◆ **SET EXERCISE**
Your task is to return the line containing "of the blue" plus every line after it, exactly and with nothing added.

◆ **RECORDS SUPPLIED**

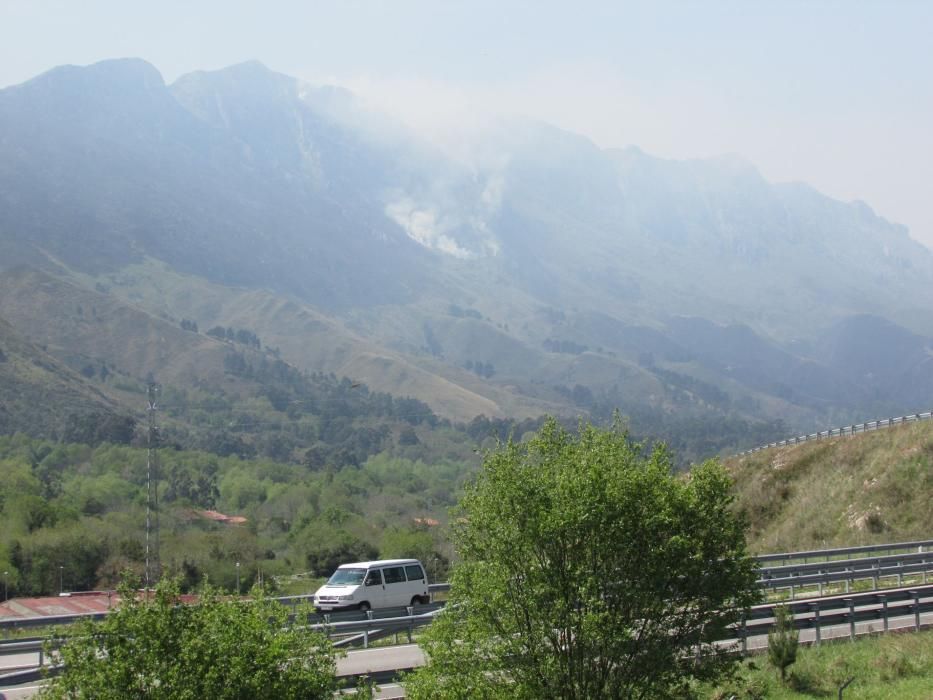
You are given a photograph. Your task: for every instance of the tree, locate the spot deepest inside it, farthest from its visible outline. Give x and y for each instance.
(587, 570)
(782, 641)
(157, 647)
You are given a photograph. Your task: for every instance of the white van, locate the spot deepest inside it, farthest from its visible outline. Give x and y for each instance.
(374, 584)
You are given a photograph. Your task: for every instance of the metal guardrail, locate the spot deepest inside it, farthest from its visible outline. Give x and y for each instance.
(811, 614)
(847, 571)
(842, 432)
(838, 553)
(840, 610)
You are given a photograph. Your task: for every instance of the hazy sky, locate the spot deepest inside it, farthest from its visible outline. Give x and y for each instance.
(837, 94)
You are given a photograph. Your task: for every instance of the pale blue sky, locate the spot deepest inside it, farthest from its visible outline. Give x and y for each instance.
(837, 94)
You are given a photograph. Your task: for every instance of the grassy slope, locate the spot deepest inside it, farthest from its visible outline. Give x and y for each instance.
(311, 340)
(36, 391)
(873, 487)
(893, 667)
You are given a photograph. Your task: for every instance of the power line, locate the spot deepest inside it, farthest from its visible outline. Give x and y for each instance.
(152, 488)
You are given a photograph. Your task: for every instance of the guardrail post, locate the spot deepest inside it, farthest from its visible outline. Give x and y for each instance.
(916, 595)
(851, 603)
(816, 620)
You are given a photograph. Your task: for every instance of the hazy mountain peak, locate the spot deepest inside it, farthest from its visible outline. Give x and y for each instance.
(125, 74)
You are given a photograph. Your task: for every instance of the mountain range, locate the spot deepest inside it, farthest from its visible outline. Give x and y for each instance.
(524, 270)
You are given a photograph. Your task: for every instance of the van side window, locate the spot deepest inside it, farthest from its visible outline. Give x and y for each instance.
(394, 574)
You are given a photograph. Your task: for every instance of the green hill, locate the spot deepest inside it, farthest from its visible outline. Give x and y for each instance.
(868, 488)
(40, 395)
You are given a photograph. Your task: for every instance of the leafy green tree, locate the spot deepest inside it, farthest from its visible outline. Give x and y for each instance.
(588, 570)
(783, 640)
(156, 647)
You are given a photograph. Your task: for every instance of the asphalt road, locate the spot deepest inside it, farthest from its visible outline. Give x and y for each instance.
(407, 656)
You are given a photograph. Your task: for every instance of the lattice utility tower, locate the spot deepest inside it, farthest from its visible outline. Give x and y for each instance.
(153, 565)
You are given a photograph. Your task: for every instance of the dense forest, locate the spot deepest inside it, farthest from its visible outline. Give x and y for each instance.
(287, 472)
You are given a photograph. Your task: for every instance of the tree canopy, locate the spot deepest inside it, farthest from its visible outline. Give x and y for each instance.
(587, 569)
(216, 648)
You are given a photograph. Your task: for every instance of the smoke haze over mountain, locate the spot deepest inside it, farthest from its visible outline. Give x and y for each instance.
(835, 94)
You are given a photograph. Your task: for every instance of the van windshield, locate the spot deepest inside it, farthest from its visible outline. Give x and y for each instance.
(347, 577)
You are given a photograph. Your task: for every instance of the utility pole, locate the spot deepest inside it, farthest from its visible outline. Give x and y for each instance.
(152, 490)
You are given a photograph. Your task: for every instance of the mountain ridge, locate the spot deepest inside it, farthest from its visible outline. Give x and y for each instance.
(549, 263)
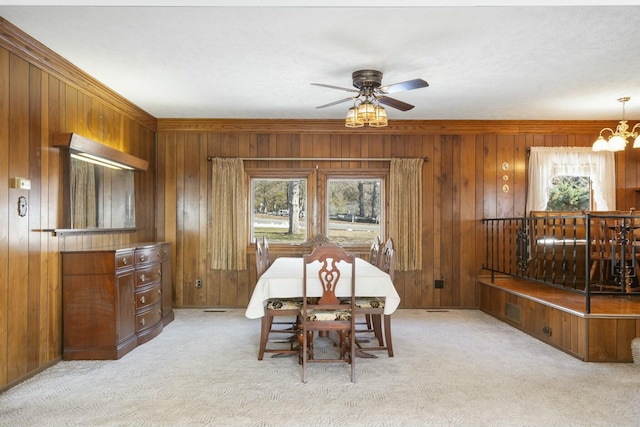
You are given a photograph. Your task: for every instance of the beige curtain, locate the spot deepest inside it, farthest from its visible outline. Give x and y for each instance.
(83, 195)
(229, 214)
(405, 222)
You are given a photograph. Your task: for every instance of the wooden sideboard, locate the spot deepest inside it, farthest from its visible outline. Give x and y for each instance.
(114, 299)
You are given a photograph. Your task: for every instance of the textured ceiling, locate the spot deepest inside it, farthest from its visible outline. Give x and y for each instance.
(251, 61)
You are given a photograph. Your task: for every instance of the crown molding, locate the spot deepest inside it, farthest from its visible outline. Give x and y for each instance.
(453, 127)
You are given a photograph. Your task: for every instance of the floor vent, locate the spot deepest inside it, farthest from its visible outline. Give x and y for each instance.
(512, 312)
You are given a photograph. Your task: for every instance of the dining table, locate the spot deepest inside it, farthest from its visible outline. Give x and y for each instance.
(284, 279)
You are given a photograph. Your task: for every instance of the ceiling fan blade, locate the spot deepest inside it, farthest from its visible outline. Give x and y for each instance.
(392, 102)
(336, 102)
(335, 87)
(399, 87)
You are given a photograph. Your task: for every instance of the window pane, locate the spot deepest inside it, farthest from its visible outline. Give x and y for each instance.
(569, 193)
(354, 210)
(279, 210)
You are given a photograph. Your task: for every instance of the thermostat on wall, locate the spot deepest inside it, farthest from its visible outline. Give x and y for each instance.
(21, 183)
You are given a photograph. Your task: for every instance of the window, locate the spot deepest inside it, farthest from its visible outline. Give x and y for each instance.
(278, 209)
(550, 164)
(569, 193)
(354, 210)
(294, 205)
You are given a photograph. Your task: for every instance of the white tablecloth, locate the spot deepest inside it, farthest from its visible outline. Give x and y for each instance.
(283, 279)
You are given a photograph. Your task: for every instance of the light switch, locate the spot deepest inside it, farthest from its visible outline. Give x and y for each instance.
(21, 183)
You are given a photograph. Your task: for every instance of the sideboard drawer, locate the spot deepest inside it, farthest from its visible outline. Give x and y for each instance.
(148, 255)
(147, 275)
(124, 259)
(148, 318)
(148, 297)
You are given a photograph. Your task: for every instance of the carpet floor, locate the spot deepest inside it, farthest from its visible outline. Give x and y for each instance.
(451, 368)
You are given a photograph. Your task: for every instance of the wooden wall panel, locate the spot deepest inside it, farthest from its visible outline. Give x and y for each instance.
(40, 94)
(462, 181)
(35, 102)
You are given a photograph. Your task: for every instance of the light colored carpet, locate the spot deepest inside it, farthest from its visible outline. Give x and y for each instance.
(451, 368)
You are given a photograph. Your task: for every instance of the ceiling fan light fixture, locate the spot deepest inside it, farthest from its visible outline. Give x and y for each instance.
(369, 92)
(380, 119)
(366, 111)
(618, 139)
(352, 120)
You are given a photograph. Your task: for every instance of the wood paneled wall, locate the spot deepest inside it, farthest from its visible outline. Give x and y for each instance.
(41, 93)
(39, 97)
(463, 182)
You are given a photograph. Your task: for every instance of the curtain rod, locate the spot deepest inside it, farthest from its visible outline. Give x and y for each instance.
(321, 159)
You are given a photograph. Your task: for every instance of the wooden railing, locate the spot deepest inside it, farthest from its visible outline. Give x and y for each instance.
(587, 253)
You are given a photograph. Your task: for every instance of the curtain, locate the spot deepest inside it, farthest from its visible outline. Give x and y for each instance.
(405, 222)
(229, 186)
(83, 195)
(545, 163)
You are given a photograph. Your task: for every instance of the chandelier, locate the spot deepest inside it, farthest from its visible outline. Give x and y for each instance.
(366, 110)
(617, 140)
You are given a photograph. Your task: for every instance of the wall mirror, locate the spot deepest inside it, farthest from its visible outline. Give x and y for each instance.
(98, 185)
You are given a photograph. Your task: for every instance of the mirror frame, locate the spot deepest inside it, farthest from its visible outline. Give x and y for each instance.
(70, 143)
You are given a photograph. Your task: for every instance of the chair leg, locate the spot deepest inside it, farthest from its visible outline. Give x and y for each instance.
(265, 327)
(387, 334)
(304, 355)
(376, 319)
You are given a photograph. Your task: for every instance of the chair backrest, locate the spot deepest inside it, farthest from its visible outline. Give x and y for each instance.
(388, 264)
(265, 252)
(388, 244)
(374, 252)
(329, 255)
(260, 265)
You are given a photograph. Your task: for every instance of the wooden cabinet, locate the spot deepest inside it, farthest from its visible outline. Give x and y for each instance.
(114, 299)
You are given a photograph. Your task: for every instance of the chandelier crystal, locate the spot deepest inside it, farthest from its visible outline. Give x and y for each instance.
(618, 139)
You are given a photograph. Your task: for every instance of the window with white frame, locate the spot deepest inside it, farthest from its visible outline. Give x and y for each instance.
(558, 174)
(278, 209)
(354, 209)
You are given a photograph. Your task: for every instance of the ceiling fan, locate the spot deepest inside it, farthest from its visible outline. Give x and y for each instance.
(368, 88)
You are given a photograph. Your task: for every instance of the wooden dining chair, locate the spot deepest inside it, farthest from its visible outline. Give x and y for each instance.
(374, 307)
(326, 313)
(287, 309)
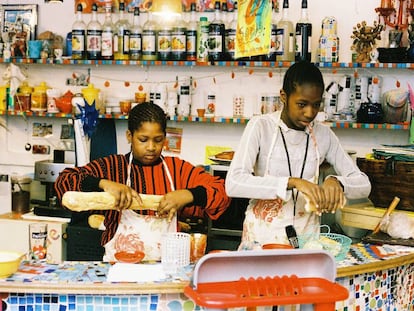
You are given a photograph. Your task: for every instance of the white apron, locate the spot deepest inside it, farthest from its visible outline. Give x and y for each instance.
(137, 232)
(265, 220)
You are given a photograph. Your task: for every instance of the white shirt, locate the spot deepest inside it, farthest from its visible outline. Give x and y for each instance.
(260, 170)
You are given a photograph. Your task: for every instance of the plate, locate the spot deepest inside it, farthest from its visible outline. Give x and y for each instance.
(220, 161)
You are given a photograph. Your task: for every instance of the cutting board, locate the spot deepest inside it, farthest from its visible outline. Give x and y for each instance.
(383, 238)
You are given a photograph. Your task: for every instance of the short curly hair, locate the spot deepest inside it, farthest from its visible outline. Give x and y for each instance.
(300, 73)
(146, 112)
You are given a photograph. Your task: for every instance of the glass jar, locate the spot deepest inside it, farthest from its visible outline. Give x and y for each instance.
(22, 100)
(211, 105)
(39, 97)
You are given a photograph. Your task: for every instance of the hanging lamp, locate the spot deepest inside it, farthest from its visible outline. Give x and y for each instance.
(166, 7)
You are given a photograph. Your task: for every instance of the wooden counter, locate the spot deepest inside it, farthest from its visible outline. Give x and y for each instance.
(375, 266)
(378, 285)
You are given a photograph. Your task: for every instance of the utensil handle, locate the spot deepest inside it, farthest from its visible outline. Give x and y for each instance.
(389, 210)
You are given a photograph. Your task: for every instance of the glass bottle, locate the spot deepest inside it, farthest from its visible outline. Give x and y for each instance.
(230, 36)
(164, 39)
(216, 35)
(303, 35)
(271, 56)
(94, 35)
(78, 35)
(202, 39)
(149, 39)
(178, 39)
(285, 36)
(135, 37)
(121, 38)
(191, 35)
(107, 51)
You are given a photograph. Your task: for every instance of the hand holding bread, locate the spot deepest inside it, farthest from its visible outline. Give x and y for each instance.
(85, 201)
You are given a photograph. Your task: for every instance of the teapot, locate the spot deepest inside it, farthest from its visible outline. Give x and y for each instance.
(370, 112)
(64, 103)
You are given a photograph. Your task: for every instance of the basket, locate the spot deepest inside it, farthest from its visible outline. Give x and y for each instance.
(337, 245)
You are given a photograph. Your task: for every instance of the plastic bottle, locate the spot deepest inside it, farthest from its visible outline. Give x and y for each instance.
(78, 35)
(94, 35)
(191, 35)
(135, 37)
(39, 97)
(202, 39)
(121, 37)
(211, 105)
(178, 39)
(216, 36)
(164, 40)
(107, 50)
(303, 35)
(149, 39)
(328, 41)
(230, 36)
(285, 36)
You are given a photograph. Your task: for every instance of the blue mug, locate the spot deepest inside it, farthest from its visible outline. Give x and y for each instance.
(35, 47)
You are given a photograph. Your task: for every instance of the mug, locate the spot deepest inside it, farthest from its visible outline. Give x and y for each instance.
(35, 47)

◆ **RESULT FOR THIS EXERCISE**
You are given a photograph. Your task: for every instance of the blue mug, locate the spot deepest inside it, farthest from its visible outline. Give x and y for each instance.
(35, 47)
You are given a photograph. Your task: for every instance of the mug, locate the spot deepest inside it, farthest from its visible outline. Give x and y for each instance.
(35, 47)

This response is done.